» YOUR TASK
Without including the pictures, copy out every line below.

» PROVIDED INFORMATION
◇ ◇ ◇

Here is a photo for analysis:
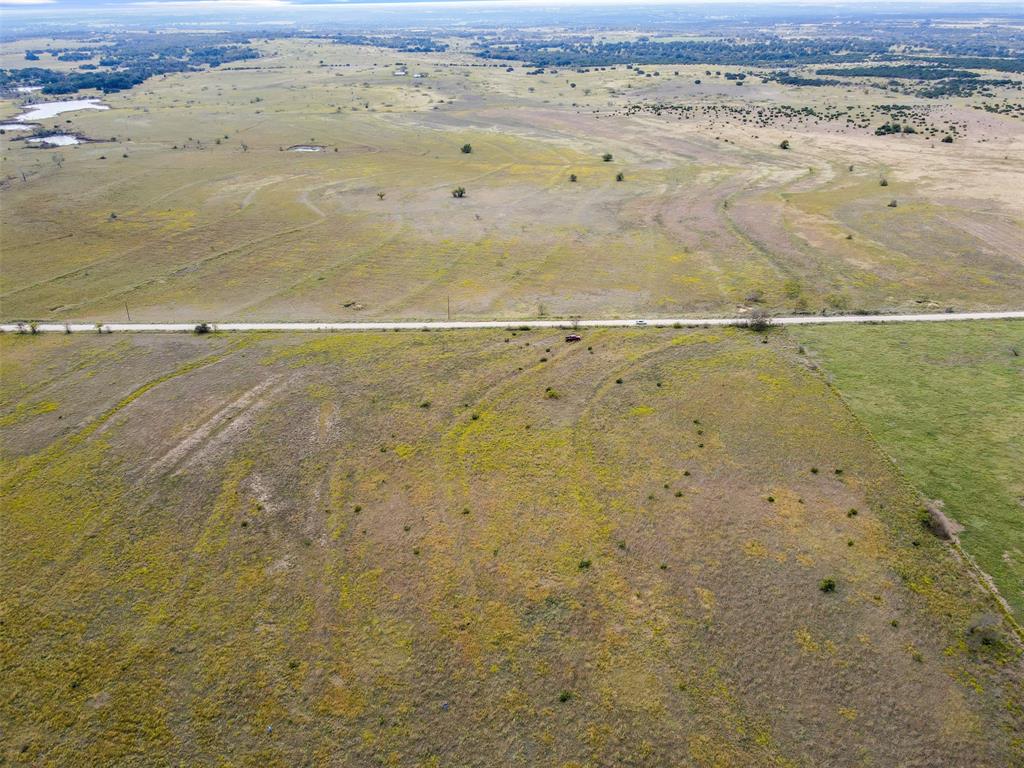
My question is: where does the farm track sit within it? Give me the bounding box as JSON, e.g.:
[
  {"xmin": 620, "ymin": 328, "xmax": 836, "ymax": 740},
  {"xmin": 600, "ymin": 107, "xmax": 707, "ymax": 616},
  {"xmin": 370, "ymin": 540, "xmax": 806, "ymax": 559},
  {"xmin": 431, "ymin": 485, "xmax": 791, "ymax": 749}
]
[{"xmin": 0, "ymin": 310, "xmax": 1024, "ymax": 333}]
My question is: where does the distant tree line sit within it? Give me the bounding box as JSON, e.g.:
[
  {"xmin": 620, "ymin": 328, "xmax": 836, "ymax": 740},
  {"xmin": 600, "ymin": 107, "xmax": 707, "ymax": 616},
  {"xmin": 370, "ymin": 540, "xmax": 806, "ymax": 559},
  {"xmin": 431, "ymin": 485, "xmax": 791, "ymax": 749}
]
[
  {"xmin": 817, "ymin": 65, "xmax": 981, "ymax": 80},
  {"xmin": 331, "ymin": 35, "xmax": 449, "ymax": 53},
  {"xmin": 0, "ymin": 34, "xmax": 260, "ymax": 94},
  {"xmin": 476, "ymin": 37, "xmax": 890, "ymax": 67}
]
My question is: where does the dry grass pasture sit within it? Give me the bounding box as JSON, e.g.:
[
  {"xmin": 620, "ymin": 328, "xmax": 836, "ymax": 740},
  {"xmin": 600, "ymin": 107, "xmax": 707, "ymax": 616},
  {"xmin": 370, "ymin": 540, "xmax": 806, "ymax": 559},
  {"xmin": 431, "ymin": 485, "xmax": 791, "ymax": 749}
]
[
  {"xmin": 0, "ymin": 329, "xmax": 1024, "ymax": 768},
  {"xmin": 0, "ymin": 39, "xmax": 1024, "ymax": 322}
]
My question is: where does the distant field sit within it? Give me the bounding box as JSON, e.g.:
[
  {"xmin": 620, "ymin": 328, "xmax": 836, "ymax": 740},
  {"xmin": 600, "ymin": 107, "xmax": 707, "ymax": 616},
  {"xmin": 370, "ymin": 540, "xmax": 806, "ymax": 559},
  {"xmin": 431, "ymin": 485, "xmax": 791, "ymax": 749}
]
[
  {"xmin": 793, "ymin": 322, "xmax": 1024, "ymax": 617},
  {"xmin": 0, "ymin": 40, "xmax": 1024, "ymax": 322},
  {"xmin": 0, "ymin": 327, "xmax": 1024, "ymax": 767}
]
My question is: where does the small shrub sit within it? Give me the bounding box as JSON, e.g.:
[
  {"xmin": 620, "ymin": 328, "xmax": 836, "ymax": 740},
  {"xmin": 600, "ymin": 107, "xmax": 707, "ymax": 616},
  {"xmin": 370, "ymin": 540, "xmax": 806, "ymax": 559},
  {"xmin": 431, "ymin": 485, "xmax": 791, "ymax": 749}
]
[{"xmin": 746, "ymin": 309, "xmax": 772, "ymax": 333}]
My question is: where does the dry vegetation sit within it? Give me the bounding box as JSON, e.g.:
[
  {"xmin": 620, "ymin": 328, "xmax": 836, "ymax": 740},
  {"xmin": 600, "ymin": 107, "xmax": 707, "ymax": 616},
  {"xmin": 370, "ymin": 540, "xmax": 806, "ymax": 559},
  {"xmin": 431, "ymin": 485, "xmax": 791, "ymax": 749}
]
[
  {"xmin": 0, "ymin": 40, "xmax": 1024, "ymax": 321},
  {"xmin": 0, "ymin": 327, "xmax": 1024, "ymax": 767}
]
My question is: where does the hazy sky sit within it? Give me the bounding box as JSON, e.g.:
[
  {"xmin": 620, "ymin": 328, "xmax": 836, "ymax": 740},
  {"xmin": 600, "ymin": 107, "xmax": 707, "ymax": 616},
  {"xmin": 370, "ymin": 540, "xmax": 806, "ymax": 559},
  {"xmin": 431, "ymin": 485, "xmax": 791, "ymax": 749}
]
[
  {"xmin": 0, "ymin": 0, "xmax": 1007, "ymax": 22},
  {"xmin": 0, "ymin": 0, "xmax": 1014, "ymax": 10}
]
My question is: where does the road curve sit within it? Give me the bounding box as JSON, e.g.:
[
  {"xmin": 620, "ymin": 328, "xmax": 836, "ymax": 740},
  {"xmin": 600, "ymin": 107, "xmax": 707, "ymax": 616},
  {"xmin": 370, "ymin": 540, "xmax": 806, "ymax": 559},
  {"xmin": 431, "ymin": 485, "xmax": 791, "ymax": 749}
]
[{"xmin": 0, "ymin": 310, "xmax": 1024, "ymax": 333}]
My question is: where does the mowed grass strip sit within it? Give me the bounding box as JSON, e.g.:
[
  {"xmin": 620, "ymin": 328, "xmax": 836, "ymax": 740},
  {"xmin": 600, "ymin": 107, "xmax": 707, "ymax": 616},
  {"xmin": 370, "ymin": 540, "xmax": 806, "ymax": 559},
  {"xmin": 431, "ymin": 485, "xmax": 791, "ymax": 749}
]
[{"xmin": 793, "ymin": 321, "xmax": 1024, "ymax": 618}]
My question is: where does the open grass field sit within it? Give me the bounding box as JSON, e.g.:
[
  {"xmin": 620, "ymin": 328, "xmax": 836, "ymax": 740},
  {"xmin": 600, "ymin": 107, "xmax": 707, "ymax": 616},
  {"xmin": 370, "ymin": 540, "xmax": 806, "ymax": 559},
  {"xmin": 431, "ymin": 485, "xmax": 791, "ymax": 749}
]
[
  {"xmin": 794, "ymin": 323, "xmax": 1024, "ymax": 617},
  {"xmin": 0, "ymin": 327, "xmax": 1024, "ymax": 768},
  {"xmin": 6, "ymin": 39, "xmax": 1024, "ymax": 322}
]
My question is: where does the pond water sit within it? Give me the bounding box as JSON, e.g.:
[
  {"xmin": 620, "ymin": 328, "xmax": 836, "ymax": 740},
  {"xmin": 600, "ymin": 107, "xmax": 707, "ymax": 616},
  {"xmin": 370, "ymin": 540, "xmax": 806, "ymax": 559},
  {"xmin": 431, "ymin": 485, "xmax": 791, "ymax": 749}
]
[
  {"xmin": 14, "ymin": 98, "xmax": 111, "ymax": 123},
  {"xmin": 25, "ymin": 133, "xmax": 82, "ymax": 146}
]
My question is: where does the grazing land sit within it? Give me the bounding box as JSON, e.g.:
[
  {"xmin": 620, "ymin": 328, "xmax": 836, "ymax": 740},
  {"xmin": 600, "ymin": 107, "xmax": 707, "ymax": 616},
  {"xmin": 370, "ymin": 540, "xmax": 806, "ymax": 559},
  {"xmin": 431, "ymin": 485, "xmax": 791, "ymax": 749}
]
[
  {"xmin": 0, "ymin": 329, "xmax": 1024, "ymax": 766},
  {"xmin": 0, "ymin": 29, "xmax": 1024, "ymax": 322},
  {"xmin": 794, "ymin": 323, "xmax": 1024, "ymax": 617},
  {"xmin": 0, "ymin": 9, "xmax": 1024, "ymax": 768}
]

◇ ◇ ◇

» THE COMPLETED TASK
Here is a photo for analysis:
My question is: where does the farm track sit within it? Give me the bounding box as JSON, e.g.:
[
  {"xmin": 620, "ymin": 328, "xmax": 836, "ymax": 740},
  {"xmin": 600, "ymin": 107, "xmax": 707, "ymax": 616},
  {"xmin": 370, "ymin": 540, "xmax": 806, "ymax": 559},
  {"xmin": 431, "ymin": 485, "xmax": 791, "ymax": 749}
]
[{"xmin": 0, "ymin": 310, "xmax": 1024, "ymax": 333}]
My question is: where does the distant tree line sit within it? Give me the bounding box as JSON, e.g.:
[
  {"xmin": 620, "ymin": 328, "xmax": 836, "ymax": 740},
  {"xmin": 600, "ymin": 107, "xmax": 707, "ymax": 616},
  {"xmin": 370, "ymin": 540, "xmax": 806, "ymax": 559},
  {"xmin": 431, "ymin": 485, "xmax": 791, "ymax": 749}
]
[
  {"xmin": 817, "ymin": 65, "xmax": 981, "ymax": 80},
  {"xmin": 331, "ymin": 35, "xmax": 449, "ymax": 53},
  {"xmin": 0, "ymin": 34, "xmax": 260, "ymax": 94},
  {"xmin": 476, "ymin": 37, "xmax": 890, "ymax": 67}
]
My question is: where does the dry grass pasture sit within it? Give me the bounding box as JSON, e.g.:
[
  {"xmin": 620, "ymin": 328, "xmax": 836, "ymax": 740},
  {"xmin": 600, "ymin": 107, "xmax": 707, "ymax": 616},
  {"xmin": 370, "ymin": 540, "xmax": 806, "ymax": 559},
  {"xmin": 431, "ymin": 485, "xmax": 791, "ymax": 749}
]
[
  {"xmin": 0, "ymin": 329, "xmax": 1024, "ymax": 768},
  {"xmin": 0, "ymin": 39, "xmax": 1024, "ymax": 322}
]
My question is: where does the distant field sit within it? Give me the bounding box as JSON, e.g.:
[
  {"xmin": 620, "ymin": 328, "xmax": 836, "ymax": 740},
  {"xmin": 600, "ymin": 107, "xmax": 707, "ymax": 616},
  {"xmin": 370, "ymin": 540, "xmax": 806, "ymax": 559},
  {"xmin": 431, "ymin": 485, "xmax": 791, "ymax": 749}
]
[
  {"xmin": 793, "ymin": 322, "xmax": 1024, "ymax": 617},
  {"xmin": 0, "ymin": 40, "xmax": 1024, "ymax": 322},
  {"xmin": 0, "ymin": 327, "xmax": 1024, "ymax": 767}
]
My question is: where does the small shrub sit within it? Give me the bounding box as JSON, e.g.:
[
  {"xmin": 620, "ymin": 328, "xmax": 836, "ymax": 740},
  {"xmin": 600, "ymin": 107, "xmax": 707, "ymax": 616},
  {"xmin": 370, "ymin": 540, "xmax": 806, "ymax": 559},
  {"xmin": 431, "ymin": 485, "xmax": 791, "ymax": 749}
]
[{"xmin": 746, "ymin": 309, "xmax": 772, "ymax": 333}]
My question is: where does the dry vegetation sit within it? Give me the bounding box as JSON, e.g.:
[
  {"xmin": 620, "ymin": 328, "xmax": 836, "ymax": 740},
  {"xmin": 600, "ymin": 107, "xmax": 707, "ymax": 616},
  {"xmin": 370, "ymin": 540, "xmax": 806, "ymax": 559},
  {"xmin": 431, "ymin": 485, "xmax": 791, "ymax": 749}
]
[
  {"xmin": 0, "ymin": 40, "xmax": 1024, "ymax": 321},
  {"xmin": 0, "ymin": 327, "xmax": 1024, "ymax": 767}
]
My question is: where does the hazy sky sit within it? Give me the bounding box as JSON, e.g.:
[
  {"xmin": 620, "ymin": 328, "xmax": 836, "ymax": 740},
  {"xmin": 600, "ymin": 107, "xmax": 707, "ymax": 616},
  {"xmin": 370, "ymin": 540, "xmax": 806, "ymax": 559},
  {"xmin": 431, "ymin": 485, "xmax": 791, "ymax": 749}
]
[
  {"xmin": 0, "ymin": 0, "xmax": 1007, "ymax": 22},
  {"xmin": 0, "ymin": 0, "xmax": 1014, "ymax": 10}
]
My question is: where does the road curve sit within it? Give me the bounding box as JSON, e.g.:
[
  {"xmin": 620, "ymin": 328, "xmax": 836, "ymax": 740},
  {"xmin": 600, "ymin": 107, "xmax": 707, "ymax": 616},
  {"xmin": 370, "ymin": 540, "xmax": 806, "ymax": 559},
  {"xmin": 431, "ymin": 485, "xmax": 791, "ymax": 749}
]
[{"xmin": 0, "ymin": 310, "xmax": 1024, "ymax": 333}]
My question is: where does the mowed grass strip sit within it? Give me the bounding box as JSON, e.g.:
[
  {"xmin": 620, "ymin": 328, "xmax": 836, "ymax": 740},
  {"xmin": 600, "ymin": 107, "xmax": 707, "ymax": 616},
  {"xmin": 370, "ymin": 540, "xmax": 806, "ymax": 559},
  {"xmin": 431, "ymin": 485, "xmax": 791, "ymax": 749}
]
[{"xmin": 793, "ymin": 321, "xmax": 1024, "ymax": 618}]
My question is: where does the open grass field sit within it? Give me the bounding box as JSON, e.g.:
[
  {"xmin": 620, "ymin": 328, "xmax": 836, "ymax": 740},
  {"xmin": 600, "ymin": 107, "xmax": 707, "ymax": 616},
  {"xmin": 370, "ymin": 540, "xmax": 806, "ymax": 559},
  {"xmin": 431, "ymin": 485, "xmax": 791, "ymax": 749}
]
[
  {"xmin": 794, "ymin": 323, "xmax": 1024, "ymax": 617},
  {"xmin": 0, "ymin": 327, "xmax": 1024, "ymax": 768},
  {"xmin": 6, "ymin": 39, "xmax": 1024, "ymax": 322}
]
My question is: where does the pond water sit within it? Give me the bounding box as JSON, e.g.:
[
  {"xmin": 620, "ymin": 328, "xmax": 836, "ymax": 740},
  {"xmin": 600, "ymin": 107, "xmax": 707, "ymax": 616},
  {"xmin": 370, "ymin": 540, "xmax": 806, "ymax": 559},
  {"xmin": 431, "ymin": 485, "xmax": 791, "ymax": 749}
]
[
  {"xmin": 14, "ymin": 98, "xmax": 111, "ymax": 123},
  {"xmin": 25, "ymin": 133, "xmax": 82, "ymax": 146}
]
My question is: where does the grazing land sit within it? Give me the bounding box as JSON, e.g.:
[
  {"xmin": 620, "ymin": 328, "xmax": 836, "ymax": 740},
  {"xmin": 600, "ymin": 107, "xmax": 707, "ymax": 616},
  {"xmin": 370, "ymin": 540, "xmax": 806, "ymax": 559},
  {"xmin": 431, "ymin": 485, "xmax": 791, "ymax": 749}
]
[
  {"xmin": 0, "ymin": 329, "xmax": 1024, "ymax": 766},
  {"xmin": 0, "ymin": 29, "xmax": 1024, "ymax": 322},
  {"xmin": 794, "ymin": 323, "xmax": 1024, "ymax": 617},
  {"xmin": 0, "ymin": 9, "xmax": 1024, "ymax": 768}
]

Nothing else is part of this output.